_Consigne A_
Recopiez sans modification le passage du texte source qui commence aux mots "30 avril 2011" et se termine après les mots "apprendre le hongrois).".
_Consigne B_
Dans les enregistrements, réécrivez intégralement les lignes allant de celle qui contient "For every instance of the photograph" jusqu'à la fin des enregistrements, bornes incluses, en ajoutant 123 à chaque coordonnée x et y des réponses et en laissant le reste inchangé. Ne reproduisez que ces lignes et omettez les images.

_Texte source_
------------

30 avril 2011

La place sans nom


Non content de pondre une constitution ultra-conservatrice, de tolérer que des milices fascistes terrorisent des villages, de museler la presse, le Fidesz, parti au pouvoir en Hongrie, s'est trouvé un nouveau terrain de jeu : la chasse aux noms.
Il s'agit de débaptiser des lieux publics. L'aéroport de Budapest est déjà passé par là. Il s'appelle désormais Liszt Ferenc. L'idée est de revendiquer la magyarité de ce compositeur plus souvent appelé de son nom germanique Franz Liszt (rappelons au passage que sa langue maternelle était l'allemand et qu'il n'a jamais réussi à apprendre le hongrois).
La même mésaventure va arriver à Moszkva tér (Place Moscou). Il s'agit d'une des places les plus laides de Budapest ; mais c'est une laideur émouvante. Pour y être passé presque une fois par jour depuis quelques années, j'ai appris à apprécier ce point de repère du côté Buda, ces éternels clodos toujours à la même place, ces touristes en goguette, les distributeurs de tracts, la toile arachnéenne des câbles des trams, la coquille grise qui couvre la bouche de métro, les petites cahutes où l'on vend des bouquins et des pâtisseries. Depuis quelques mois, certains avaient donné un peu de gaieté à l'endroit en peignant des couleurs vives sur certains bâtiments.
Si j'en crois l'article Wikipedia, Moszkva tér a pris son nom en 1951. C'est l'un des seuls lieux qui ait conservé son nom après 1989. Aujourd'hui, le maire de Budapest, qui se trouve (ô surprise !) appartenir au parti du gouvernement, a choisi de lui donner son ancien nom Széll Kálmán, celui d'un économiste et premier ministre qui lança un plan de rigueur au tournant du XIXe siècle et dont le patronyme (ô surprise !) a été donné au plan de rigueur du gouvernement actuel.
Le rêve de ces dirigeants serait-il d'effacer purement et simplement le XXe siècle et de revenir au XIXe ? Ça éviterait de se poser des questions sur l'histoire récente.
Moi, de mon côté, je continuerai d'appeler la place par son nom, Moszkva tér. Et je pense que je ne serai pas le seul.
PS : Il semble que le gouvernement hongrois envisage de légiférer au sujet des milices. A suivre donc.
Image : source Wikipedia, Moszkva tér.

28 avril 2011

Anthologie Borders


Voici l'illustration de couverture de l'anthologie de nouvelles intitulée Borders à laquelle j'ai l'honneur de participer.

Un mot d'abord du projet. Les éditions CDS possèdent une collection baptisée "Pueblos" dont le but est de reverser tous les droits à une association. Charlotte Bousquet, l'anthologiste, m'avait parlé de ce principe qui m'avait enthousiasmé. Dans le cas de Borders, le bénéficiaire devrait être, si j'ai bien tout compris, le Réseau Éducation Sans Frontières.

Je dois encore relire le bon à tirer pour une parution prévue initialement au printemps, mais repoussée. Il se murmure même que ce serait la dernière anthologie de ce genre. C'est bien dommage. Il faut saluer le travail des éditions CDS. De ton côté, tu pourras te consoler avec une dizaine de nouvelles sur le thème des frontières et la couverture signée Patrick Imbert ci-dessus.

------------

_Données fournies_
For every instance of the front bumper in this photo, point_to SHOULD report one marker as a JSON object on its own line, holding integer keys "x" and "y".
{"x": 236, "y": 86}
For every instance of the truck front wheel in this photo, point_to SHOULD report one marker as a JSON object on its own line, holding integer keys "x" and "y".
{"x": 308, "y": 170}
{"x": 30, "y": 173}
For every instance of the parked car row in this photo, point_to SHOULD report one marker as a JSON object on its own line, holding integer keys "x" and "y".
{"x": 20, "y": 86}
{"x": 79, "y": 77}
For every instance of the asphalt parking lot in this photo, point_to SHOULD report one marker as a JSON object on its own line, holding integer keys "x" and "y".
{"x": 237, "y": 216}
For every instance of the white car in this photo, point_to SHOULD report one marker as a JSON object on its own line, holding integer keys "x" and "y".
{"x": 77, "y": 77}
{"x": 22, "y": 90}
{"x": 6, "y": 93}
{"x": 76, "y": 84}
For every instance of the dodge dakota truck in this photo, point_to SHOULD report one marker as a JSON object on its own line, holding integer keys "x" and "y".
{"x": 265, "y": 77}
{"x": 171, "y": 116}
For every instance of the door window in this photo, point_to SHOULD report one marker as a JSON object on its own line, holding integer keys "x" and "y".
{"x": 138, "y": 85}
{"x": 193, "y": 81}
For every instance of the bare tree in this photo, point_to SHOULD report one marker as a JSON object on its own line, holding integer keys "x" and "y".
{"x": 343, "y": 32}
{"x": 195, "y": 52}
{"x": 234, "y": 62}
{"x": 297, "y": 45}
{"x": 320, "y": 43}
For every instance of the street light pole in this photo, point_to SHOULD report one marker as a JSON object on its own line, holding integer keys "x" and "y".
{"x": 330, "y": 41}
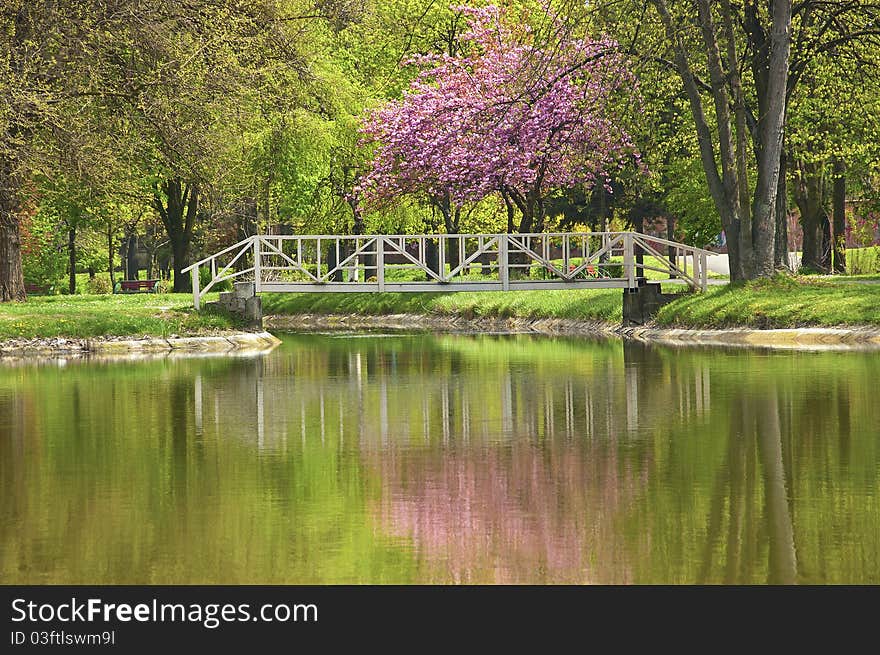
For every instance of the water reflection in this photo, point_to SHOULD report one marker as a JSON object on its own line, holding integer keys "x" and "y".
{"x": 443, "y": 459}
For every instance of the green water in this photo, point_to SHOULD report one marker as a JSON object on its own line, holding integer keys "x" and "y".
{"x": 380, "y": 459}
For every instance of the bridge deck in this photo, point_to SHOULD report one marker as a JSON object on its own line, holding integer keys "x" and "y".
{"x": 450, "y": 262}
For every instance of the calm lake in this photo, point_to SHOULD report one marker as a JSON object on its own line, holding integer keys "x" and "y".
{"x": 443, "y": 459}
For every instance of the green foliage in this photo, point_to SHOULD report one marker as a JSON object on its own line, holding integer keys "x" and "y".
{"x": 107, "y": 315}
{"x": 98, "y": 284}
{"x": 781, "y": 302}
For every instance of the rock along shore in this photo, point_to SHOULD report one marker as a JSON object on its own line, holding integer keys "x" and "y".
{"x": 232, "y": 343}
{"x": 811, "y": 338}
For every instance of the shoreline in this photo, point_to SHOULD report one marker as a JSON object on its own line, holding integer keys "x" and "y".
{"x": 131, "y": 346}
{"x": 806, "y": 338}
{"x": 249, "y": 343}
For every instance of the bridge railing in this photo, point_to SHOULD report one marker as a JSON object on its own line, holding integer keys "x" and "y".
{"x": 449, "y": 262}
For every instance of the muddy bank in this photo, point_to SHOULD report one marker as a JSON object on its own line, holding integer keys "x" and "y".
{"x": 237, "y": 342}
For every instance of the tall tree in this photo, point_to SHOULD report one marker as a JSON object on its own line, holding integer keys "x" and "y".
{"x": 506, "y": 116}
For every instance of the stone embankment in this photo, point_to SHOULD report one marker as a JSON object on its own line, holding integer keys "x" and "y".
{"x": 238, "y": 342}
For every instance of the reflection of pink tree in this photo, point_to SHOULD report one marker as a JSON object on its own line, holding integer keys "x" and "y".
{"x": 505, "y": 116}
{"x": 511, "y": 516}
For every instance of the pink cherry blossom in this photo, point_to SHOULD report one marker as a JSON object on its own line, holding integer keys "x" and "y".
{"x": 506, "y": 116}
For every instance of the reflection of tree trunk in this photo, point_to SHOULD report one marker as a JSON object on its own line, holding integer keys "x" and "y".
{"x": 736, "y": 452}
{"x": 783, "y": 559}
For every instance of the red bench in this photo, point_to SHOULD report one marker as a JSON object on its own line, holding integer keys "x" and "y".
{"x": 33, "y": 289}
{"x": 138, "y": 286}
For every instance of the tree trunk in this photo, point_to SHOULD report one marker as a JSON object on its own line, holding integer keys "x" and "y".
{"x": 781, "y": 243}
{"x": 131, "y": 267}
{"x": 670, "y": 236}
{"x": 178, "y": 214}
{"x": 839, "y": 214}
{"x": 110, "y": 258}
{"x": 71, "y": 260}
{"x": 771, "y": 127}
{"x": 11, "y": 276}
{"x": 810, "y": 197}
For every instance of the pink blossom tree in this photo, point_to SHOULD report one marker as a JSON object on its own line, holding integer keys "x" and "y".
{"x": 506, "y": 117}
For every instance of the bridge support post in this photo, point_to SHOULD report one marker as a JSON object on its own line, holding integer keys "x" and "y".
{"x": 642, "y": 302}
{"x": 380, "y": 262}
{"x": 195, "y": 278}
{"x": 258, "y": 273}
{"x": 629, "y": 260}
{"x": 243, "y": 302}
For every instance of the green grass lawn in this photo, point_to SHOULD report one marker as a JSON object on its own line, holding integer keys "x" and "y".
{"x": 97, "y": 315}
{"x": 778, "y": 303}
{"x": 782, "y": 302}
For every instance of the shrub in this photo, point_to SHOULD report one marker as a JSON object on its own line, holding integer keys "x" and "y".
{"x": 98, "y": 284}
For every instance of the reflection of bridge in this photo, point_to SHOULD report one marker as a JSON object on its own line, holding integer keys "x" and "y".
{"x": 450, "y": 262}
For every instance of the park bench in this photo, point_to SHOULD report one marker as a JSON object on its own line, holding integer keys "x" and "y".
{"x": 138, "y": 286}
{"x": 33, "y": 289}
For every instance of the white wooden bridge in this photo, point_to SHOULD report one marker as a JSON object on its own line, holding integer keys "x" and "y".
{"x": 449, "y": 262}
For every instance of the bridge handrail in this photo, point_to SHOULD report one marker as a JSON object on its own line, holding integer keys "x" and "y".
{"x": 675, "y": 244}
{"x": 206, "y": 260}
{"x": 579, "y": 253}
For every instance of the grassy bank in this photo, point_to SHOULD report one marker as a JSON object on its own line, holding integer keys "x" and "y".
{"x": 114, "y": 315}
{"x": 778, "y": 303}
{"x": 583, "y": 304}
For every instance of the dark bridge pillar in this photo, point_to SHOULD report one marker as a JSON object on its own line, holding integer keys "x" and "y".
{"x": 641, "y": 304}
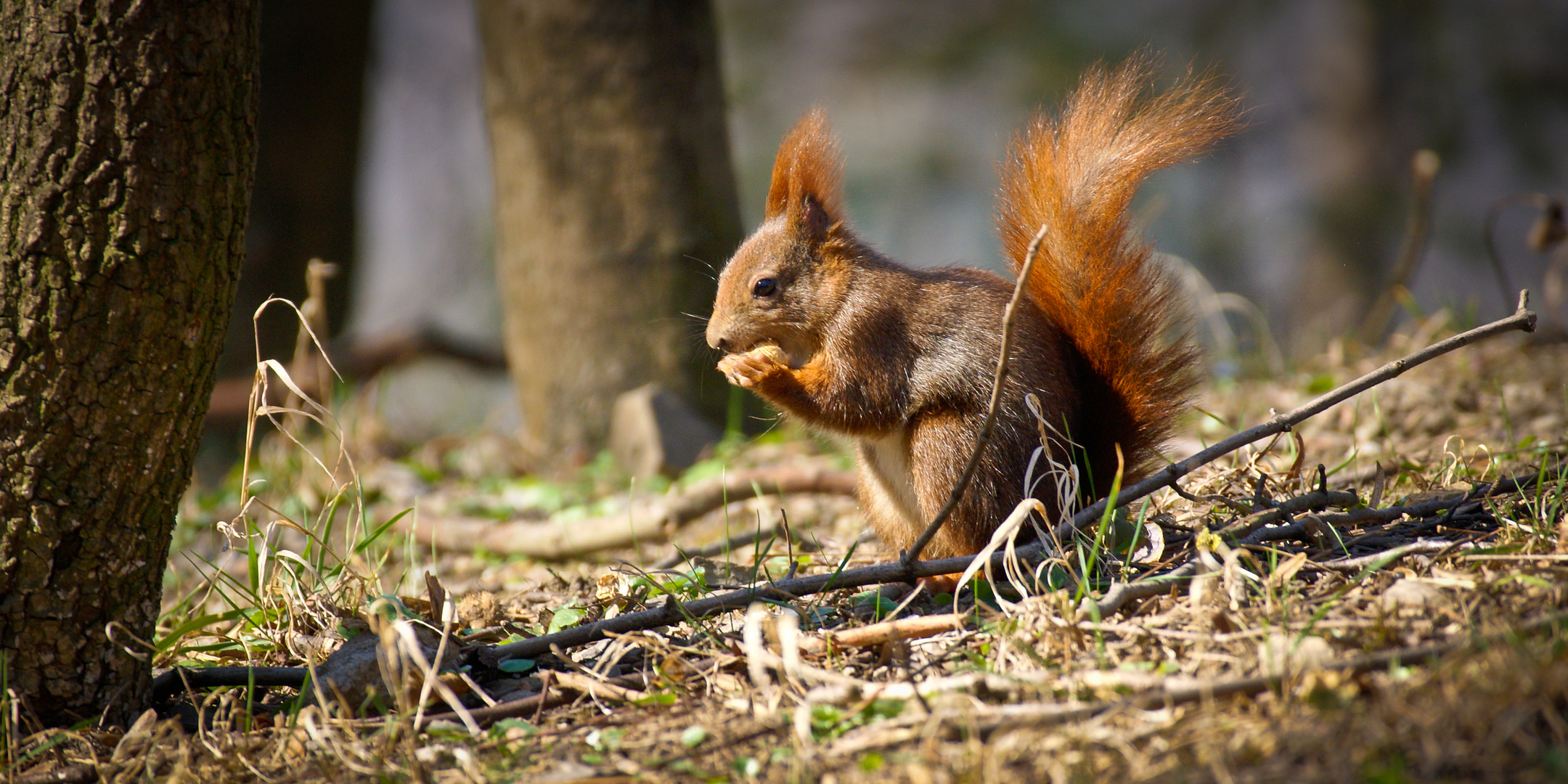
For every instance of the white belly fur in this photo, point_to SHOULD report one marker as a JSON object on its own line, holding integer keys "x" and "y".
{"x": 888, "y": 477}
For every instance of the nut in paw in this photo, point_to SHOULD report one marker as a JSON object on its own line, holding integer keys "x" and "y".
{"x": 747, "y": 369}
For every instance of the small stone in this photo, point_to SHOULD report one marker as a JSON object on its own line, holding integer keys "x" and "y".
{"x": 1412, "y": 593}
{"x": 1281, "y": 654}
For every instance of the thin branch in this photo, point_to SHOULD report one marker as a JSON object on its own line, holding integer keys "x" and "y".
{"x": 908, "y": 571}
{"x": 990, "y": 415}
{"x": 1522, "y": 320}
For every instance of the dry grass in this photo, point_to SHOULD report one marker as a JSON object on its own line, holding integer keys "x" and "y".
{"x": 1032, "y": 690}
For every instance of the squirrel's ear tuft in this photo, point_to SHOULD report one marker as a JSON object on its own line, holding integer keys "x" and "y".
{"x": 807, "y": 176}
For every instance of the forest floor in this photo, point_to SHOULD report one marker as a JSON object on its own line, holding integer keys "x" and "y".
{"x": 1397, "y": 618}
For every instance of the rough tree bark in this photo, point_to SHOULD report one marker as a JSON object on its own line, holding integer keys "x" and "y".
{"x": 126, "y": 160}
{"x": 613, "y": 193}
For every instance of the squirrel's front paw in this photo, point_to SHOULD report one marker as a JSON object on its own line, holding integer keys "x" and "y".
{"x": 746, "y": 370}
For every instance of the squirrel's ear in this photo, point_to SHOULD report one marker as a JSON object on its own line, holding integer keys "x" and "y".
{"x": 807, "y": 174}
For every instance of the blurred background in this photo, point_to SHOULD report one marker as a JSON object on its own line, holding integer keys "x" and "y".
{"x": 377, "y": 158}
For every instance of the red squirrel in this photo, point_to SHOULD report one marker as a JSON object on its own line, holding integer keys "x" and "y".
{"x": 900, "y": 359}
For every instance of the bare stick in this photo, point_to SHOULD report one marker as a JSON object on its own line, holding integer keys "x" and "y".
{"x": 1522, "y": 320}
{"x": 990, "y": 415}
{"x": 673, "y": 612}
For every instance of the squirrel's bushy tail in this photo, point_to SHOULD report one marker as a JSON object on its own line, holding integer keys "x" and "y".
{"x": 1076, "y": 174}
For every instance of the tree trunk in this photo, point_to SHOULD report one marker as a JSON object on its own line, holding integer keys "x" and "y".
{"x": 314, "y": 60}
{"x": 126, "y": 158}
{"x": 613, "y": 203}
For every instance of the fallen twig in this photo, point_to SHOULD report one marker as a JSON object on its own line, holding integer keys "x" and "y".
{"x": 1522, "y": 320}
{"x": 908, "y": 571}
{"x": 902, "y": 629}
{"x": 1178, "y": 689}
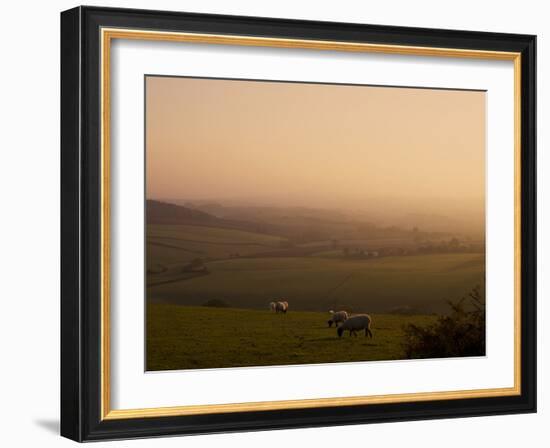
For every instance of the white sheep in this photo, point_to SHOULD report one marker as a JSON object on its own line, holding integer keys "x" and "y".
{"x": 356, "y": 323}
{"x": 337, "y": 317}
{"x": 281, "y": 307}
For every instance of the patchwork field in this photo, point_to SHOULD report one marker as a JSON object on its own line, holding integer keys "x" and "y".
{"x": 185, "y": 337}
{"x": 240, "y": 269}
{"x": 237, "y": 273}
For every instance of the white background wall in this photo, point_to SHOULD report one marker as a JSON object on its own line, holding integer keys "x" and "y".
{"x": 29, "y": 224}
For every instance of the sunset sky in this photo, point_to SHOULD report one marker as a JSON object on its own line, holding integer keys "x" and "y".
{"x": 315, "y": 145}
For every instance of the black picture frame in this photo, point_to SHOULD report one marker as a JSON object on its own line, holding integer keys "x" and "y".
{"x": 81, "y": 224}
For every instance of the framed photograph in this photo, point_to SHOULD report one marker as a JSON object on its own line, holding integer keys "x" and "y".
{"x": 272, "y": 223}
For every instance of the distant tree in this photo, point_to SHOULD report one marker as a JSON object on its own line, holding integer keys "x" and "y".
{"x": 461, "y": 333}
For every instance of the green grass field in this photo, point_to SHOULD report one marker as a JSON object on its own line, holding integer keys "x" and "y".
{"x": 186, "y": 337}
{"x": 421, "y": 283}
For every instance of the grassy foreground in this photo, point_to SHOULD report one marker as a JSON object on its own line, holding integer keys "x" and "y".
{"x": 186, "y": 337}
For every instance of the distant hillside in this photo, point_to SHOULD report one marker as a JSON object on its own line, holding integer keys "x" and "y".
{"x": 165, "y": 213}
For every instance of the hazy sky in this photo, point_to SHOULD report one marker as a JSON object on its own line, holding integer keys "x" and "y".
{"x": 315, "y": 145}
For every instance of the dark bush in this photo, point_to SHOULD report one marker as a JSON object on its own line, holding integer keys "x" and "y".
{"x": 461, "y": 333}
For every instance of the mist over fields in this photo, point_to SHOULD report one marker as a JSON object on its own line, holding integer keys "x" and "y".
{"x": 244, "y": 256}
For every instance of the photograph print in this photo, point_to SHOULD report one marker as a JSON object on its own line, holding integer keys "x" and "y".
{"x": 294, "y": 223}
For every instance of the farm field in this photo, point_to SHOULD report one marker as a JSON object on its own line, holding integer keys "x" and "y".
{"x": 228, "y": 337}
{"x": 240, "y": 269}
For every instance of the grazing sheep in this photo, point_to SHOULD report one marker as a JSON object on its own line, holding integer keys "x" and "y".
{"x": 281, "y": 307}
{"x": 337, "y": 317}
{"x": 356, "y": 323}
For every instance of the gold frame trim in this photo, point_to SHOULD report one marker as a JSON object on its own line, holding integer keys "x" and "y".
{"x": 107, "y": 35}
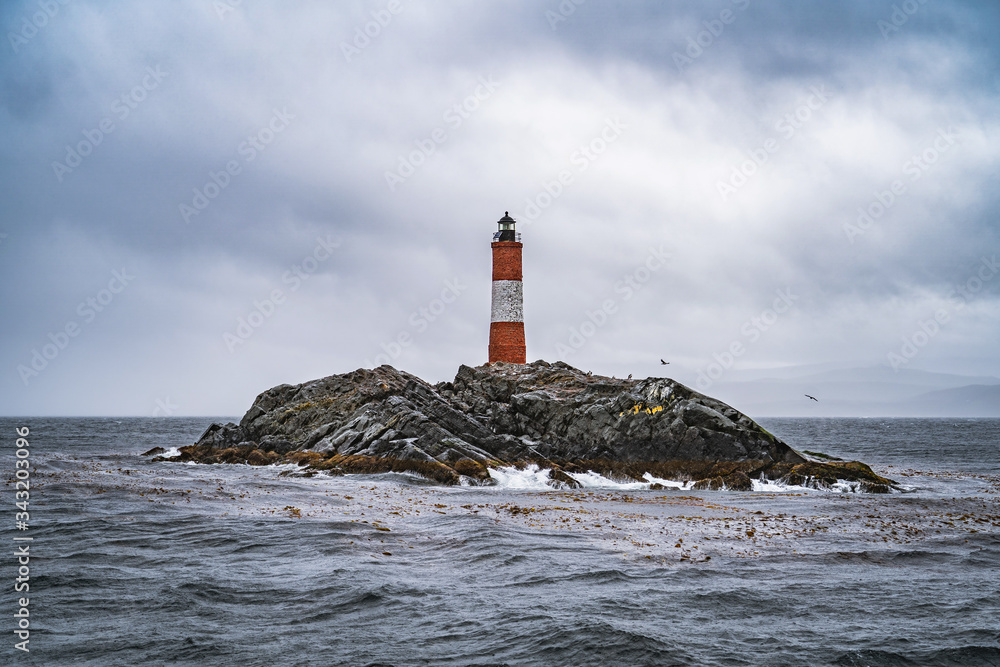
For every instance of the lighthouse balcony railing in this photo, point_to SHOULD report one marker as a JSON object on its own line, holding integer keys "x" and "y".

------------

_Résultat A_
30 avril 2011

La place sans nom


Non content de pondre une constitution ultra-conservatrice, de tolérer que des milices fascistes terrorisent des villages, de museler la presse, le Fidesz, parti au pouvoir en Hongrie, s'est trouvé un nouveau terrain de jeu : la chasse aux noms.
Il s'agit de débaptiser des lieux publics. L'aéroport de Budapest est déjà passé par là. Il s'appelle désormais Liszt Ferenc. L'idée est de revendiquer la magyarité de ce compositeur plus souvent appelé de son nom germanique Franz Liszt (rappelons au passage que sa langue maternelle était l'allemand et qu'il n'a jamais réussi à apprendre le hongrois).

_Résultat B_
For every instance of the photograph print in this photo, point_to SHOULD report one marker as a JSON object on its own line, holding integer keys "x" and "y".
{"x": 417, "y": 346}
For every instance of the farm field in this photo, point_to SHOULD report one marker as a JSON object on its own line, holding integer keys "x" and "y".
{"x": 351, "y": 460}
{"x": 363, "y": 392}
For every instance of the grazing sheep in this photo, point_to SHOULD report one marker as a JSON object on its own line, holding integer keys "x" and "y".
{"x": 404, "y": 430}
{"x": 460, "y": 440}
{"x": 479, "y": 446}
For every instance of the gold frame trim in this photo, point_to SHOULD report one marker as a JSON object on its own line, holding integer keys "x" and "y".
{"x": 230, "y": 158}
For every instance of the lighthouse balcony railing in this photo, point_to SHOULD report one marker as a JSON object on its own line, holding integer keys "x" and "y".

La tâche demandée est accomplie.